— Task A —
Answer these questions from the text on income and health gaps below, one answer per line, marked (i), (ii), (iii):
(i) What life expectancy did the nation reach in 2009?
(ii) In 1980, how many years longer was life expectancy at birth for the wealthiest group than for the lowest, according to the Congressional Budget Office report?
(iii) Which group is named as particularly losing ground?
— Task B —
From the text on income and health gaps below, output the stretch from "It’s well established" through "is also increasing.", copied word for word.

It’s well established that the income gap between rich and poor in America has increased over the past few decades. Income inequality among developed nations is highest in the United States. Most of the growth in this inequality has been between the middle class and top earners, with the disparity becoming more extreme the further one goes up in income.
But less well known is that there is a health gap too – and it is also increasing.
Even as the nation’s life expectancy has increased, reaching 78.5 years in 2009, new research is showing that those gains are going mostly to those at the upper end of the income ladder.
A Social Security Administration study several years ago found that the life expectancy of male workers retiring at 65 had risen six years if he was in the upper half of income but only a little more than one year in the bottom half over the previous three decades.
In 1980, life expectancy at birth was 2.8 years longer for the wealthiest group than the lowest, according to a report by the Congressional Budget Office. By 2000, the gap had grown to 4½ years. And it’s worse today.
The gap in life expectancy has widened as the country’s income gap has grown. Not only is life expectancy diverging by income level, but some groups — particularly low-income white women — are losing ground.

— Data —
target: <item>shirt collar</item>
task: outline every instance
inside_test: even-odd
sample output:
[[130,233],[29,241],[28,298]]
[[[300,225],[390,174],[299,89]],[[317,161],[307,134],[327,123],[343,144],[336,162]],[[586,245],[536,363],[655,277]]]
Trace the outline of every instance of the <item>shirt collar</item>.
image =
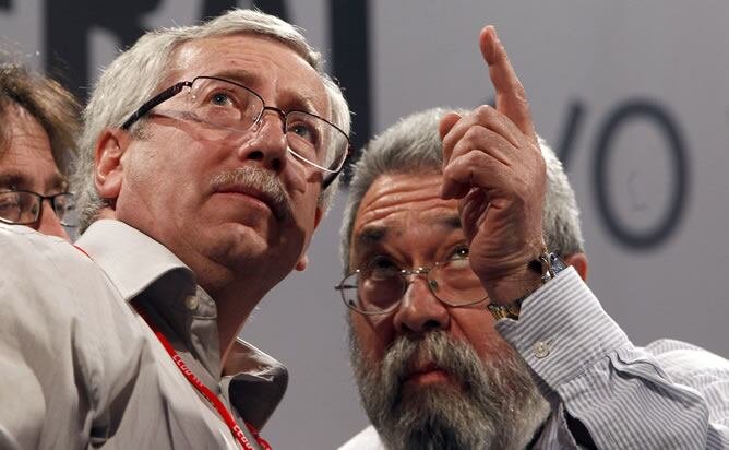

...

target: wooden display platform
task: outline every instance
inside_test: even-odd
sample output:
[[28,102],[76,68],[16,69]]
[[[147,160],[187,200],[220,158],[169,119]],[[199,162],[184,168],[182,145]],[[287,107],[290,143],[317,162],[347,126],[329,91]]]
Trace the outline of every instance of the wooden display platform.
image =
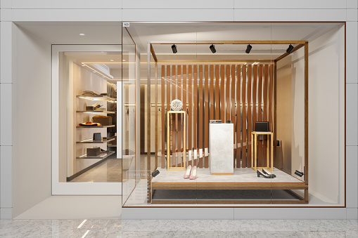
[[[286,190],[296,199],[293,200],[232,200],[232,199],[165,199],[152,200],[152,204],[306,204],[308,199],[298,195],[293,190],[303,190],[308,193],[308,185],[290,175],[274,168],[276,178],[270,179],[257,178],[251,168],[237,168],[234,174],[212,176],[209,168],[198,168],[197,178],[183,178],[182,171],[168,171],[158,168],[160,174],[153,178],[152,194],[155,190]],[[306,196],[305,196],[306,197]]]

— Response A —
(i) 78.5 years
(ii) 2.8 years
(iii) Low-income white women

— Response B —
It’s well established that the income gap between rich and poor in America has increased over the past few decades. Income inequality among developed nations is highest in the United States. Most of the growth in this inequality has been between the middle class and top earners, with the disparity becoming more extreme the further one goes up in income.
But less well known is that there is a health gap too – and it is also increasing.